• _取り組む課題_
a - 本文抜粋の「別の本発明による作業車」には、どの構成要素が備えられていますか。すべて挙げてください。
b - 次の記述(i)〜(iii)は本文抜粋の内容と合っていますか。それぞれ「はい」か「いいえ」で答え、判断の決め手となる本文の語句をそのまま引用して示してください。
(i) 入力軸は出力軸よりも低い位置に配置される。
(ii) 伝動ケースは、出力軸の軸芯に沿う方向において2つの分割ケースに分割されている。
(iii) 伝動ケースと連結部材との第2締結具による連結は、ミッション側部でも行われる。
c - 本文抜粋のうち、「本構成によると、エンジンに連」で始まり「でき、伝動ケースを連結部材に連結し易い。」まで続く箇所を、一字一句変えずに引用してください。

• _本文抜粋_
**********

本構成によると、エンジンに連結した状態にある連結部材に伝動ケースを連結する際、連結部材のうち、既に取り付けてある第1締結具よりも連結部材の外周側に位置する部位に第2締結具を取り付けるので、第2締結具を取り付けることに対する障害に第1締結具がならない状態で第2締結具を取り付けることができ、伝動ケースを連結部材に連結し易い。
【0010】
別の本発明による作業車は、
左右一対のクローラ走行装置によって支持される走行機体と、前記走行機体の前部に設けられた作業部と、前記走行機体に設けられたエンジンと、前記エンジンよりも前側または後側に設けられ、前記左右一対のクローラ走行装置の駆動輪体を駆動可能に支持するトランスミッションと、前記エンジンと前記トランスミッションとの間に設けられ、かつ、前記エンジンに備えられた出力軸と前記トランスミッションに備えられた入力軸とを連動連結するギヤ連動機構が収容された伝動ケースと、前記伝動ケースを前記エンジンに支持させる連結機構と、が備えられ、前記連結機構は、前記エンジンおよび前記伝動ケースとは別部材に形成されて前記エンジンと前記伝動ケースとの間に介在される連結部材と、前記連結部材を前記エンジンに締結する第1締結具と、前記伝動ケースを前記連結部材に締結する第2締結具と、を有し、前記入力軸が前記出力軸よりも高い位置に配置され、前記伝動ケースは、前記出力軸が連結されるように前記伝動ケースの下部に形成されたエンジン側部と、前記入力軸が連結されるように前記伝動ケースの上部に形成されたミッション側部と、を備え、前記伝動ケースと前記連結部材との前記第2締結具による連結は、前記エンジン側部および前記ミッション側部のうちの前記エンジン側部のみにおいて行われる。
【0011】
本構成によると、伝動ケースにおけるエンジン側部のみを連結部材に連結するだけで迅速に伝動ケースをエンジンに組み付けることができる。
【0012】
【0013】
【0014】
本発明においては、
前記伝動ケースは、前記出力軸の軸芯に沿う方向において2つの分割ケースに分割されており、前記2つの分割ケースは、前記第1締結具および前記第2締結具とは別の第3締結具によって連結するように構成されていると好適である。
【0015】
本構成によると、2つの分割ケースが第3締結具によって連結された組立て状態にある伝動ケースを連結部材に連結できるので、伝動ケースを連結部材に連結し易い。

**********

• _収集データ_
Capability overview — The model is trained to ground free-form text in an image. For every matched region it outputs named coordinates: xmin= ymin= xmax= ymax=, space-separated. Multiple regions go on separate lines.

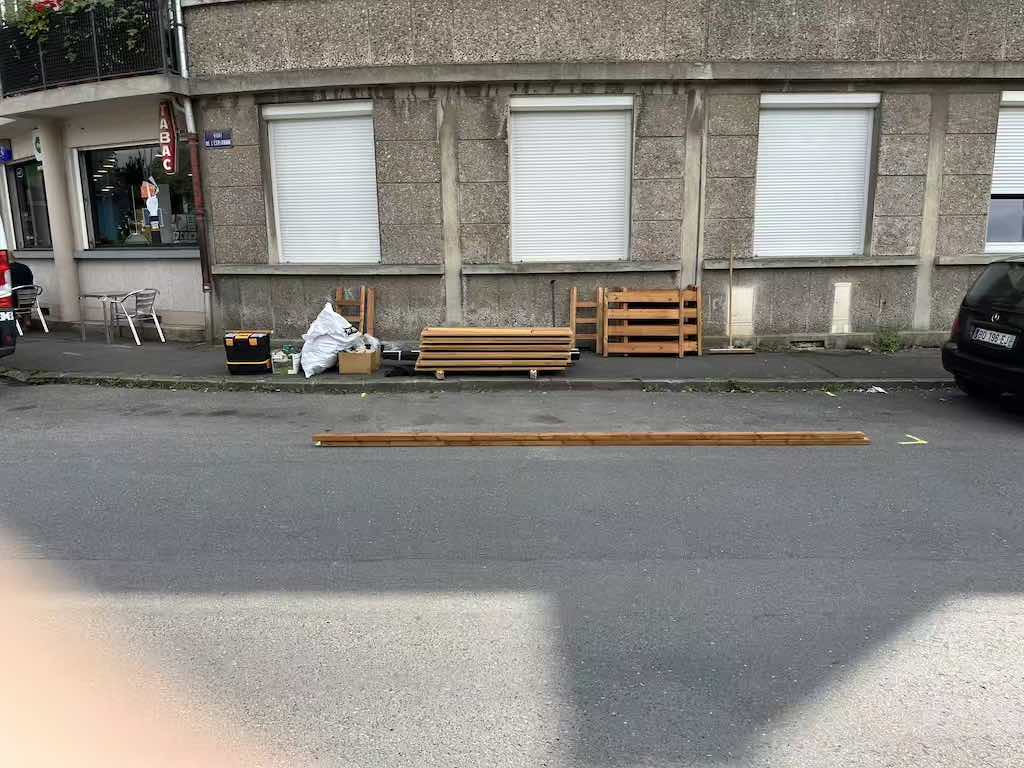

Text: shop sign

**********

• _解答_
a - 走行機体、作業部、エンジン、トランスミッション、伝動ケース、連結機構

b -
(i) いいえ。「前記入力軸が前記出力軸よりも高い位置に配置され」
(ii) はい。「前記出力軸の軸芯に沿う方向において2つの分割ケースに分割されており」
(iii) いいえ。「前記エンジン側部および前記ミッション側部のうちの前記エンジン側部のみにおいて行われる」

c -
本構成によると、エンジンに連結した状態にある連結部材に伝動ケースを連結する際、連結部材のうち、既に取り付けてある第1締結具よりも連結部材の外周側に位置する部位に第2締結具を取り付けるので、第2締結具を取り付けることに対する障害に第1締結具がならない状態で第2締結具を取り付けることができ、伝動ケースを連結部材に連結し易い。